#### Exercise
In the post about the seed, rewrite the passage between "From the Malcontent: the" and "can change things.", inclusive, substituting "exploitations" for "depredations".

(Quoted passage begins)

Saturday, March 28, 2015

From the Malcontent: the Seed

I should start by admitting that I don't really know if any of this is going to work out. I'm not writing this because I have the big idea that is going to solve all the world's problems. My motivation is simply that, in addition to the natural pain and tragedy that attends mortal existence, I think we are adding to the mix self-deceptions and depredations. And, since we are the agents of these deceptions and depredations, we must examine if we can change things.

Here I introduce the seed of thought that is a splinter in my discontent. If not for this seed, I would be comfortable in my apathy. People never change really, they only alter the speed of their locomotion. Things will never change. Existence is merely divided between those with the courage to take and others, cowards, who are content to be taken from. Ayn Rand is right.

The seed is that our imaginations can be converted because of the power of God and the reality-shattering announcement of a New Creation. Our imaginations can be converted from the natural order in which we prey upon others to the spiritual order in which we love others. And not just that we love others, but that we might have such an imagination for the flourishing of all things on earth that we would spend our lives seeking that flourishing even if it would mean that we, because of our short lives, would become living sacrifices and would die without honor or accomplishment. The seed is that we might live and die for an idea. That we might plant sequoias that we will never see flower.


My fear is that at this point I may be dismissed. Do I think that this is a new idea, a novel insight? What do I think the church has been doing for ages if not planting this seed in every fertile mind? Well, I admit it; this is not a new idea. However, I do feel like we've lost, at some point I'll not debate, our imagination for how it might grow.

Our imagination is stunted by toxic ideas. One such idea is that our reality will not fully be shattered, our imaginations not fully converted, until the Second Coming of Jesus. In the mean time, Ayn Rand is right and the church is just a hospital for the never ending stream of casualties. The problem, as I see it, is that New Creation comes to fruition through the seed planted in the imagination. If the imagination is waiting for Jesus to come, the seed has died. If we are waiting for Jesus to make it safe for us to radically love other people without thinking first of ourselves, we should perhaps fear rather than anticipate his coming. We won't be ready; we'll be thrown out. So, yes, we must understand that whatever work we might do with our lives will be made of clay, but if our imagination is converted this will not stop us.

(Quoted passage ends)
(Extracted records begins)

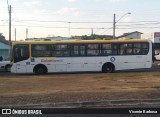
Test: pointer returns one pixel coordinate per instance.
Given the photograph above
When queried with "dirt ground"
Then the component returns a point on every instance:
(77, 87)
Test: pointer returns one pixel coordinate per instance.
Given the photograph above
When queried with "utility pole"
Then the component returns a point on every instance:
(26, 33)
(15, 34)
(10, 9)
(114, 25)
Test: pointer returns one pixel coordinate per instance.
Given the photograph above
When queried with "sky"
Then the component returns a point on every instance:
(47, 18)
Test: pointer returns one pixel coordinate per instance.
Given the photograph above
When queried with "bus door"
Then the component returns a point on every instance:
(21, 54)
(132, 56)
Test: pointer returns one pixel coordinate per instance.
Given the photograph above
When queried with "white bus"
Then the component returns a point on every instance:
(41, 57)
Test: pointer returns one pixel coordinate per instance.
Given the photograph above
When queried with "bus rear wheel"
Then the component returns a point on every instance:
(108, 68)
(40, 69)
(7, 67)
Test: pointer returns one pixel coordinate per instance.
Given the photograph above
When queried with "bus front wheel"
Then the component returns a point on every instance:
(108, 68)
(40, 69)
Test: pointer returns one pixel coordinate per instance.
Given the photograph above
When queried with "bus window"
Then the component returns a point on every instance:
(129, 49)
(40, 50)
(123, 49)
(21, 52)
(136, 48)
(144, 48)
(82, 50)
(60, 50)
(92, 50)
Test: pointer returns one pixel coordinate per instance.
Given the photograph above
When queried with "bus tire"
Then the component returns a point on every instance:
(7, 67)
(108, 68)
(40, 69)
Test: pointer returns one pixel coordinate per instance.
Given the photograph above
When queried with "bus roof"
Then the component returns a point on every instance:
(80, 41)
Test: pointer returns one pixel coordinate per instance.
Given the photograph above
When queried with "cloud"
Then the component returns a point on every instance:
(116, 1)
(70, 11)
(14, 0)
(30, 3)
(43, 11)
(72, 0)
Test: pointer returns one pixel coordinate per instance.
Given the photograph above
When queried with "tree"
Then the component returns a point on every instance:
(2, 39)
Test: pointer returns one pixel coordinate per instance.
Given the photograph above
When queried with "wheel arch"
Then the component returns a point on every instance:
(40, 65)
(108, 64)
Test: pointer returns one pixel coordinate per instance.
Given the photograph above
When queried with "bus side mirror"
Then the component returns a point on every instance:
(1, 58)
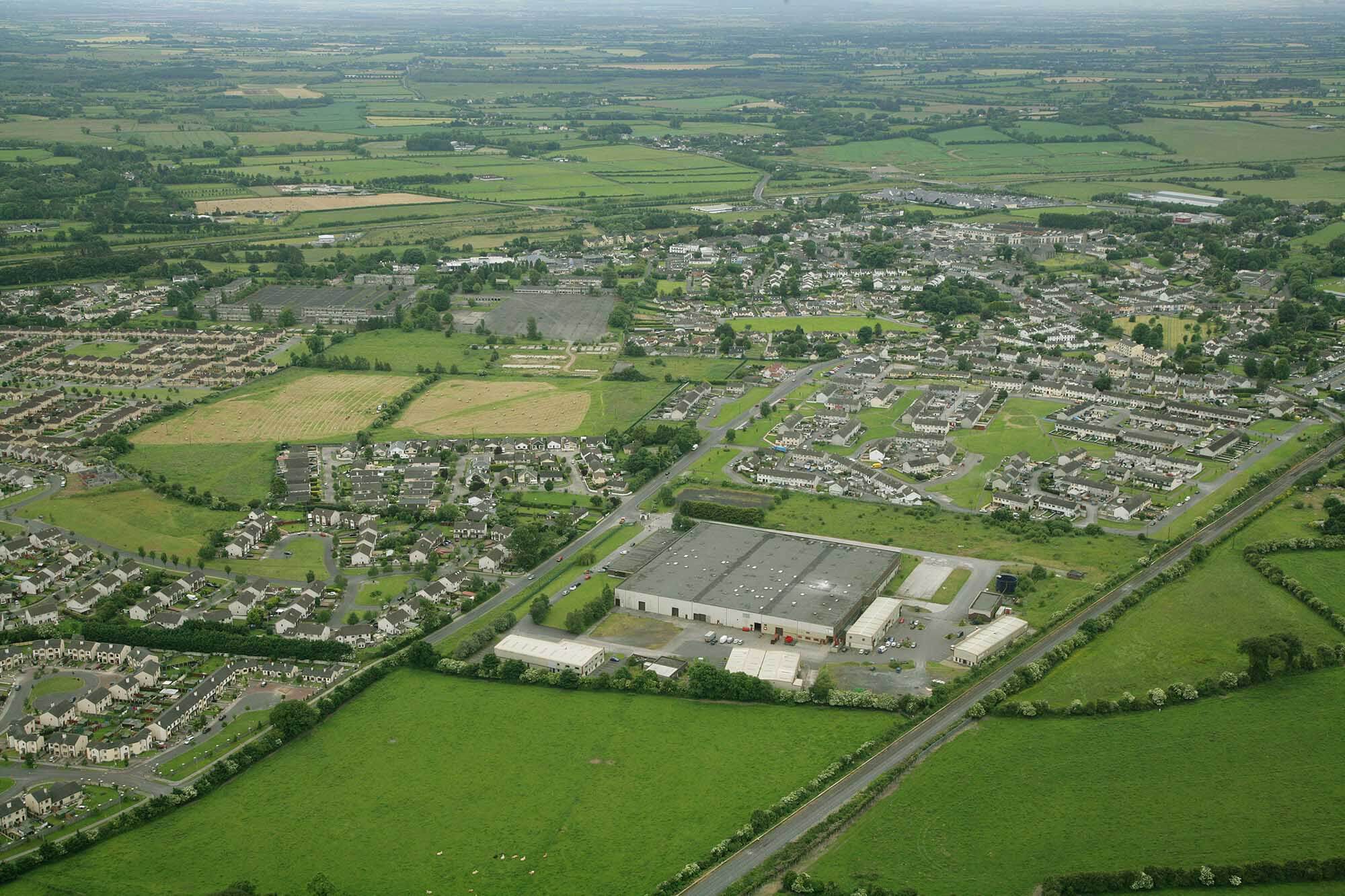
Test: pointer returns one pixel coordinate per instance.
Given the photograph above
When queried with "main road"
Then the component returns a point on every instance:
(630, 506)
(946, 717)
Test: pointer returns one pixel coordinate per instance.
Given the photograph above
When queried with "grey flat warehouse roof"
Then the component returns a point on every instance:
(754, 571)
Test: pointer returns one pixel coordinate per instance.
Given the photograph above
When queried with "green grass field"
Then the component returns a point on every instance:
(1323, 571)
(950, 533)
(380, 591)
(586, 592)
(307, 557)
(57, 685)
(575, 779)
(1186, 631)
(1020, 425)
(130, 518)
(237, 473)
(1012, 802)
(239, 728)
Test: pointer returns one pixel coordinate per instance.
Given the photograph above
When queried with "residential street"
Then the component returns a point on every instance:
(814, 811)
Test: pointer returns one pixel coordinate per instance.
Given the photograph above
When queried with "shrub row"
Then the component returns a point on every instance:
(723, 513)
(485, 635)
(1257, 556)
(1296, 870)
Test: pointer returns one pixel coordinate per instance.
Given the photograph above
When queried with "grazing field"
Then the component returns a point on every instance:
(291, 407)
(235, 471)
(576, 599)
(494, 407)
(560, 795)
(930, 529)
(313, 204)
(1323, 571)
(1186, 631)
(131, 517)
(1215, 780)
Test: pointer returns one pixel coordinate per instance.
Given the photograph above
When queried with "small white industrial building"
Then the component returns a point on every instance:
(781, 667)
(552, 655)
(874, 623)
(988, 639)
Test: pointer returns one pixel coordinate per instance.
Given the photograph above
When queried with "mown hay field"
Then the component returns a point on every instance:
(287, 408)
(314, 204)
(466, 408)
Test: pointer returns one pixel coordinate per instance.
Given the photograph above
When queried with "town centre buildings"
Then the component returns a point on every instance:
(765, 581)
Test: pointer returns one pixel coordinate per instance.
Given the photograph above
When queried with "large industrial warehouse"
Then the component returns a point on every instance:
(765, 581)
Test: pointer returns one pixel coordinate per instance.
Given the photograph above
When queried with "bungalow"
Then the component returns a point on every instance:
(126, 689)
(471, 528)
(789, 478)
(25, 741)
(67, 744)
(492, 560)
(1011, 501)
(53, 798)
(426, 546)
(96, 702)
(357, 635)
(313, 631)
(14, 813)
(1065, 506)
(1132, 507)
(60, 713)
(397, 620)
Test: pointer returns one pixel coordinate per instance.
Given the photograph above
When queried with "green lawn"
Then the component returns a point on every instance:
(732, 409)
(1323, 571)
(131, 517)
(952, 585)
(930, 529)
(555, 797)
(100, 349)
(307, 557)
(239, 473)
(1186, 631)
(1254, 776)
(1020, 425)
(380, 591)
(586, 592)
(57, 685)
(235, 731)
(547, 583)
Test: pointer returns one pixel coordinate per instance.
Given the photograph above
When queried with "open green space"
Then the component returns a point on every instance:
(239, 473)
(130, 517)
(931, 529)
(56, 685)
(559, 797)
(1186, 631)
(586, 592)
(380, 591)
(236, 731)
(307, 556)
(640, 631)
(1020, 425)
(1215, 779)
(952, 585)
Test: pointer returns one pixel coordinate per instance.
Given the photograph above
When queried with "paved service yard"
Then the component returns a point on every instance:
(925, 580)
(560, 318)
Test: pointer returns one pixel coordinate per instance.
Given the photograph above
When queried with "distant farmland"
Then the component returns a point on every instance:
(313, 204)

(Extracted records ends)
(Extracted records begins)

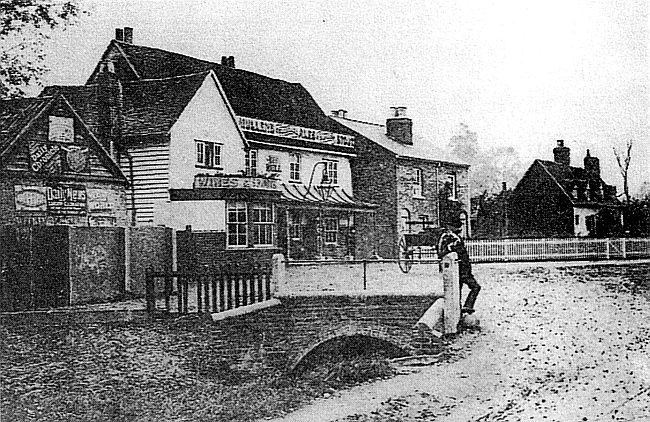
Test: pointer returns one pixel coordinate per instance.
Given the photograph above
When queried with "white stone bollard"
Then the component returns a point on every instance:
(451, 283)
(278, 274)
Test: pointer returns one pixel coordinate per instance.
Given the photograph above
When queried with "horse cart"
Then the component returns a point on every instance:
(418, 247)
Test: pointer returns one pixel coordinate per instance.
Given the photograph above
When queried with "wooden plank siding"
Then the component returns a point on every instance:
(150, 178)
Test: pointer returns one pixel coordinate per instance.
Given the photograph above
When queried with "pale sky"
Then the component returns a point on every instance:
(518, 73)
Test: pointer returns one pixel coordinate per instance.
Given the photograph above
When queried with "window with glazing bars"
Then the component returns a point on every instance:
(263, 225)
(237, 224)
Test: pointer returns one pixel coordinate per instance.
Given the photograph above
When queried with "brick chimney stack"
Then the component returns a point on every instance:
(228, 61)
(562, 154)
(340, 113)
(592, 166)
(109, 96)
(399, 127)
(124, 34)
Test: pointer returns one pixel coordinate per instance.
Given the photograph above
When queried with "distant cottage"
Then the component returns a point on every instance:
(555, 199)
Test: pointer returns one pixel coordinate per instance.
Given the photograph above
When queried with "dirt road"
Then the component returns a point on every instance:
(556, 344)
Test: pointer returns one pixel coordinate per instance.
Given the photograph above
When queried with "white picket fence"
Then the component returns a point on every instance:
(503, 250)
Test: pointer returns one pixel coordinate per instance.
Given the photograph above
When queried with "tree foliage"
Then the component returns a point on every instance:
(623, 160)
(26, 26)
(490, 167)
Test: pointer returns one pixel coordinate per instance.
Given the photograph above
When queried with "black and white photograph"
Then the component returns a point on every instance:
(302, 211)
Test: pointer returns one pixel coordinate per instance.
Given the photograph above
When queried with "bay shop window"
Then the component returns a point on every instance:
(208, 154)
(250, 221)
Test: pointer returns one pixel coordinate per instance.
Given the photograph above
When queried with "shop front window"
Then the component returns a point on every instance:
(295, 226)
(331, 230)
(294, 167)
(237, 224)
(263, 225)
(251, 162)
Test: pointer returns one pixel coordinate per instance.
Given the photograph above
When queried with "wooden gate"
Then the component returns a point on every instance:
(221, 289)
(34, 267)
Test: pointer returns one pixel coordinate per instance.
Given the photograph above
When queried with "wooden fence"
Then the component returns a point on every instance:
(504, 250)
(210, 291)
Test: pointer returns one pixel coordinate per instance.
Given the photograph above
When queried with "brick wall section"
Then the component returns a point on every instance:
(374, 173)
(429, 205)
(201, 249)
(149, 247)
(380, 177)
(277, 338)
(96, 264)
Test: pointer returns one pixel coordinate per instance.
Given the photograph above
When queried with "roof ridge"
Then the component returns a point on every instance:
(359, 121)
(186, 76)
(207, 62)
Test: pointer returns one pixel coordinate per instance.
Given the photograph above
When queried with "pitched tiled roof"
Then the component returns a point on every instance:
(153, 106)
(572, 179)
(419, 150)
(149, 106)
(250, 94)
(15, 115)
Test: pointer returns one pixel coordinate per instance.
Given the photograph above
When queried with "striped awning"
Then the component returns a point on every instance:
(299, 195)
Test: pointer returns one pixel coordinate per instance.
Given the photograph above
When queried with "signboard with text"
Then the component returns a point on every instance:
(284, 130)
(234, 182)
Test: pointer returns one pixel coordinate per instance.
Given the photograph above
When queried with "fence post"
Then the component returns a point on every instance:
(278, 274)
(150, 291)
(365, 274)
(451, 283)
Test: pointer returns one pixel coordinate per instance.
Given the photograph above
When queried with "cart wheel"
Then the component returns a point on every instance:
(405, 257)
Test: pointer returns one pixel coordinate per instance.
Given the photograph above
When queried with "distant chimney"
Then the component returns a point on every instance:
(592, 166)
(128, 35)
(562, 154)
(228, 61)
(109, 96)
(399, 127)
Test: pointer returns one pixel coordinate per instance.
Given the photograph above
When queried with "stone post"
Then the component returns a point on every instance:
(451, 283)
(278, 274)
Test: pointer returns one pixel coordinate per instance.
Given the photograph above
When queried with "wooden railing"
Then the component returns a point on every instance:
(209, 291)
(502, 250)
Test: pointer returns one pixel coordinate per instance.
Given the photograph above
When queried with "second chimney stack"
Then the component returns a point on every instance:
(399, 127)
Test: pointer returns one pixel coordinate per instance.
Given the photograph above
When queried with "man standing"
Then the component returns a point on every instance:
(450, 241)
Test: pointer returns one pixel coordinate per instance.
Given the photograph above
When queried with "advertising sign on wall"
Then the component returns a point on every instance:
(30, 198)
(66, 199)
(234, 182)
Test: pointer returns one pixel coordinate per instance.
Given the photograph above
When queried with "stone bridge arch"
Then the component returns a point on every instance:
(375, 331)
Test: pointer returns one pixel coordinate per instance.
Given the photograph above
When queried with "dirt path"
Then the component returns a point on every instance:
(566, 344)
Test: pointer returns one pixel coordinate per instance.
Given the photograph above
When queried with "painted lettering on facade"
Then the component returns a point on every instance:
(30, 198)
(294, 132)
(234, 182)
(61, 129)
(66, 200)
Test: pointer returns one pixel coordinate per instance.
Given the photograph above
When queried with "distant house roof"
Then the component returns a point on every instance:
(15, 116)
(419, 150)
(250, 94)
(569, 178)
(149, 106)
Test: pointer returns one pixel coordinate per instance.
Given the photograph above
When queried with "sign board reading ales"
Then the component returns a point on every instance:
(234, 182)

(Extracted records ends)
(Extracted records begins)

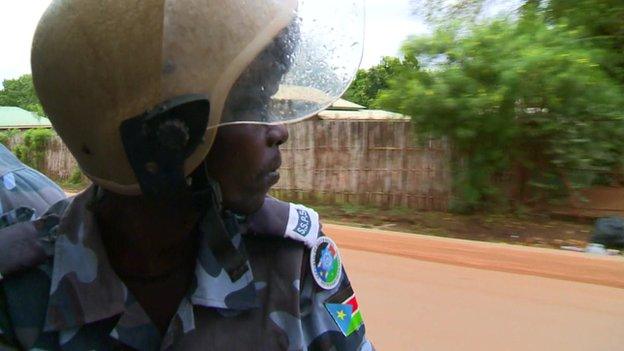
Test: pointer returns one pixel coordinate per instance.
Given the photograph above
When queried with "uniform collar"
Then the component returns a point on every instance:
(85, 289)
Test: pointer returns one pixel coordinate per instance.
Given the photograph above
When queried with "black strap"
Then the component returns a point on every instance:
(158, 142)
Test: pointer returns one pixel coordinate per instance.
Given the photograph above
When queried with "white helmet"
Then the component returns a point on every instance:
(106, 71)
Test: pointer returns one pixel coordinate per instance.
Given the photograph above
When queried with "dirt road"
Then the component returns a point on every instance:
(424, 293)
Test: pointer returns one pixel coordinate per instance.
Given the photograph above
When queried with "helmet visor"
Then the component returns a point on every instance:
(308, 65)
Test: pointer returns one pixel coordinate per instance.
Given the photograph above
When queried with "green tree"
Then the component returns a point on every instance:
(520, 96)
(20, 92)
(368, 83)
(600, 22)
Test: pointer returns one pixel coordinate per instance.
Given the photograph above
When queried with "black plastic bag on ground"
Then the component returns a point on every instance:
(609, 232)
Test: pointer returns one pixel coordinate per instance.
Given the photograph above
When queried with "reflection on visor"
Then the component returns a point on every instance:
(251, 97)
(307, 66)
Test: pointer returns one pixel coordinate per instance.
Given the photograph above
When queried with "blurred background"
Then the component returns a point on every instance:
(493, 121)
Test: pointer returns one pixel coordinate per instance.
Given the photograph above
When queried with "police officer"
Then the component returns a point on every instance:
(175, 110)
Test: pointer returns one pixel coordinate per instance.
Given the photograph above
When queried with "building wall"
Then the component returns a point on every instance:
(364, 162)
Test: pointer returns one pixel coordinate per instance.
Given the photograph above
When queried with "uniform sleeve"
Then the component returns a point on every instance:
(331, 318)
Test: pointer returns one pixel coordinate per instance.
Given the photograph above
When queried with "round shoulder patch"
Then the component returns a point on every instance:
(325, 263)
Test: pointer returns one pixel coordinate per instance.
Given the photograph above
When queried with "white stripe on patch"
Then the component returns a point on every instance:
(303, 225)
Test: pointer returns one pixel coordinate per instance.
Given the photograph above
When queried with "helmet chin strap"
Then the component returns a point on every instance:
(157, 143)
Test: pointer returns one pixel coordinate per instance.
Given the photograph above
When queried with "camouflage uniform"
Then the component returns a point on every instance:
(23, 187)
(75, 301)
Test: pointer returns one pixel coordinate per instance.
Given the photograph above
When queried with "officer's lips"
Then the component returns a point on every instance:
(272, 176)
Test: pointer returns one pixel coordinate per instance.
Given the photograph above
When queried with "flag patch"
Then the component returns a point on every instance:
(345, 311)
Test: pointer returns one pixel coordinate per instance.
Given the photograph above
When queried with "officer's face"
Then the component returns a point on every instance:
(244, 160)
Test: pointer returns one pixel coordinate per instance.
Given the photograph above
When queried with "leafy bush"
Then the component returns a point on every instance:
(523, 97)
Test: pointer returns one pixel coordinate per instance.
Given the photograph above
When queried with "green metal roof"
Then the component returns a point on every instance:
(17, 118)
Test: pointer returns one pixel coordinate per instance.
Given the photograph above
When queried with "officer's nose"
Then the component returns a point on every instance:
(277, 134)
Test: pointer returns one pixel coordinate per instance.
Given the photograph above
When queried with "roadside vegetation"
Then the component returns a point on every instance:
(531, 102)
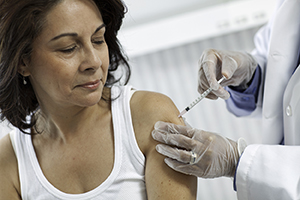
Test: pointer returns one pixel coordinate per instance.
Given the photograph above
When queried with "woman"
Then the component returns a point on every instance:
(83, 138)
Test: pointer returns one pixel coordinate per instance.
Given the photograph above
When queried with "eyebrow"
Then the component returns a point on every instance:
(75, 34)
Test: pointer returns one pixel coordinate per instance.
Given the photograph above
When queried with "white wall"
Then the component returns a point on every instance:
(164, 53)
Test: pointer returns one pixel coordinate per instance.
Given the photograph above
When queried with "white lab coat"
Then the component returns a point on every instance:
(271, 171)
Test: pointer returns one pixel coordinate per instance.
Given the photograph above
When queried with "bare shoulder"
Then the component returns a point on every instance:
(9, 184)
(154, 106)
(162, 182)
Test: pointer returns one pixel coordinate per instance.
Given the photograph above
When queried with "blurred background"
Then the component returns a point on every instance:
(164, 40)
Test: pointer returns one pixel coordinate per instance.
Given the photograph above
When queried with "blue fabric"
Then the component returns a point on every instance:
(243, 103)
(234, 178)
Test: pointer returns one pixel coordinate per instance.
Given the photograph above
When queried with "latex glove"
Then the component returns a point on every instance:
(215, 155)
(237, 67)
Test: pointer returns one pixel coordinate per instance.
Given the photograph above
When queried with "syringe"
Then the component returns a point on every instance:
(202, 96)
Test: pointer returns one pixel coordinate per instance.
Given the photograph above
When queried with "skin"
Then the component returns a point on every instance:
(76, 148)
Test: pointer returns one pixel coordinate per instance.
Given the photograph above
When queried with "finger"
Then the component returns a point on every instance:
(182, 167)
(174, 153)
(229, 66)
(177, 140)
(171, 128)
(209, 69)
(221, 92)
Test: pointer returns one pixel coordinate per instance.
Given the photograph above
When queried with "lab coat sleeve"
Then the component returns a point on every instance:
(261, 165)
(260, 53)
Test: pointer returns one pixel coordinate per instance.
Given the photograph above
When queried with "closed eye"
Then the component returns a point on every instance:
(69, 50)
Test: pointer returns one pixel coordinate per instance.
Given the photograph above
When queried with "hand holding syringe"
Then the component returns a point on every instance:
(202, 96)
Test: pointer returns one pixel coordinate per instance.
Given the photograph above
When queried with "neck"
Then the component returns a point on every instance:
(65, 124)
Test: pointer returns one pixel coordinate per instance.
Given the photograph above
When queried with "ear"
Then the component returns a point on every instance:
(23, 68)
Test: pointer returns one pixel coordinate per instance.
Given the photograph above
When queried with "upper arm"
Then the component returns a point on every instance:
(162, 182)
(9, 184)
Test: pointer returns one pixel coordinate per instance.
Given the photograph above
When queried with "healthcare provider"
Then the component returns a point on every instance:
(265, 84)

(Extracted records ends)

#### Answer for this exercise
From the Malcontent: the Seed

I should start by admitting that I don't really know if any of this is going to work out. I'm not writing this because I have the big idea that is going to solve all the world's problems. My motivation is simply that, in addition to the natural pain and tragedy that attends mortal existence, I think we are adding to the mix self-deceptions and exploitations. And, since we are the agents of these deceptions and exploitations, we must examine if we can change things.